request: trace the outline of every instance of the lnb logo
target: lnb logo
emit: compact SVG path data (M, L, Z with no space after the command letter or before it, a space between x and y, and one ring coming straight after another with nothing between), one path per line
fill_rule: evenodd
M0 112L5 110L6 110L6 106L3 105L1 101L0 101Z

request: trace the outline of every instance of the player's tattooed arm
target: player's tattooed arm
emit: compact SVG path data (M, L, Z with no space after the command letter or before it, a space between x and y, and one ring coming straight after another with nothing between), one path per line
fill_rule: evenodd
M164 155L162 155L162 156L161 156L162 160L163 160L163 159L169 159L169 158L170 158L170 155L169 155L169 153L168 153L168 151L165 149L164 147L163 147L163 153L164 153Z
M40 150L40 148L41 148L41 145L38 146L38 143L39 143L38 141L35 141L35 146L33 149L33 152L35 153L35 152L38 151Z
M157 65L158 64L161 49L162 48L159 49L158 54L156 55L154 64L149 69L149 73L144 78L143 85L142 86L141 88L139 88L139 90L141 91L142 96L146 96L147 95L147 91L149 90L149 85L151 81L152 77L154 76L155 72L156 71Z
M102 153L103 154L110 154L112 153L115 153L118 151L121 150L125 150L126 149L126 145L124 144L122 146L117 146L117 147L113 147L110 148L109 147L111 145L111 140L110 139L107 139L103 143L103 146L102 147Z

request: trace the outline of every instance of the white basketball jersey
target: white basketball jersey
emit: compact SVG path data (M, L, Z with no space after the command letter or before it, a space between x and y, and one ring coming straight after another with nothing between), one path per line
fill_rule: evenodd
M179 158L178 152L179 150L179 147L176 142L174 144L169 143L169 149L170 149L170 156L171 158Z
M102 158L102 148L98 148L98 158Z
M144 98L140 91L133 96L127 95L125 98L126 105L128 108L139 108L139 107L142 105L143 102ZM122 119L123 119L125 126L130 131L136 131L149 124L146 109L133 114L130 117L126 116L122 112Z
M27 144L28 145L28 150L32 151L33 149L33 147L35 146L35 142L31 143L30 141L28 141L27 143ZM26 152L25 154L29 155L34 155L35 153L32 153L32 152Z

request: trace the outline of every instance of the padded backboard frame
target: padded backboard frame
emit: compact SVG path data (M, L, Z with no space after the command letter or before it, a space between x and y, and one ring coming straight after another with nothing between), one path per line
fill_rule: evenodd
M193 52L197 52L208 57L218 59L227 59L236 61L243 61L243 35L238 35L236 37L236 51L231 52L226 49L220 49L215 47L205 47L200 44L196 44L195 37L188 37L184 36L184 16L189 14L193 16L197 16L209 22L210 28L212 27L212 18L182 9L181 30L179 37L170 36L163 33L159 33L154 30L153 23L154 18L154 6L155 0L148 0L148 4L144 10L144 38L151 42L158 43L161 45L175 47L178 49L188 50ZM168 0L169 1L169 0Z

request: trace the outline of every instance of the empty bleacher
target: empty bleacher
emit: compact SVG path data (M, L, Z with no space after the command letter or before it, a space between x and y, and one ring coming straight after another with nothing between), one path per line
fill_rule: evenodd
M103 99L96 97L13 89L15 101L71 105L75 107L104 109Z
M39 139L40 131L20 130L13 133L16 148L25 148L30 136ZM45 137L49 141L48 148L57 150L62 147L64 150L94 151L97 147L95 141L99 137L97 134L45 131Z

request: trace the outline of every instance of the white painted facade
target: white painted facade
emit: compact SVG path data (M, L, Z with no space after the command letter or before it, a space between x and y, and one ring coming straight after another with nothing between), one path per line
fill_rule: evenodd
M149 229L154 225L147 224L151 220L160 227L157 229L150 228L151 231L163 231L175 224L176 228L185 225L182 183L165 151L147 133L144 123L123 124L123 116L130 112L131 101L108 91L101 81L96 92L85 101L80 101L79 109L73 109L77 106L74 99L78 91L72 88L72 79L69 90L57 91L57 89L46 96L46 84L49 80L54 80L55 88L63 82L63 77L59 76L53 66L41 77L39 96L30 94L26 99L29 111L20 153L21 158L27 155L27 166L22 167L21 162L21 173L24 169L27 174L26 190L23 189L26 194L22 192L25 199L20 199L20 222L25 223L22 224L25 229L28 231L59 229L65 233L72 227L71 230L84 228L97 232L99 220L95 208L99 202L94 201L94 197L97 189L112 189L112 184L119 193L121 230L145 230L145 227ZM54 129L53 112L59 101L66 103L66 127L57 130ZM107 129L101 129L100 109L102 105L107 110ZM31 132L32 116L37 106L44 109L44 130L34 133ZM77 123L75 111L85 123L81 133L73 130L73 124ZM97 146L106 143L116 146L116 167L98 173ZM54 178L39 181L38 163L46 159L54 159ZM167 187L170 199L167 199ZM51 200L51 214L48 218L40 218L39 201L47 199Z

---+---

Can you quote the data above verbatim, beginning with its very first line and continuing through the line that contains "M0 112L5 110L6 110L6 106L3 105L1 101L0 101Z"?

WRITTEN RESPONSE:
request: trace the outline of every instance of the lnb logo
target: lnb logo
emit: compact SVG path data (M, L, Z with no space after the command letter or before it, a space between x and y, and one ring coming straight after another with nothing between), one path per line
fill_rule: evenodd
M0 112L5 110L6 110L6 106L3 105L1 101L0 101Z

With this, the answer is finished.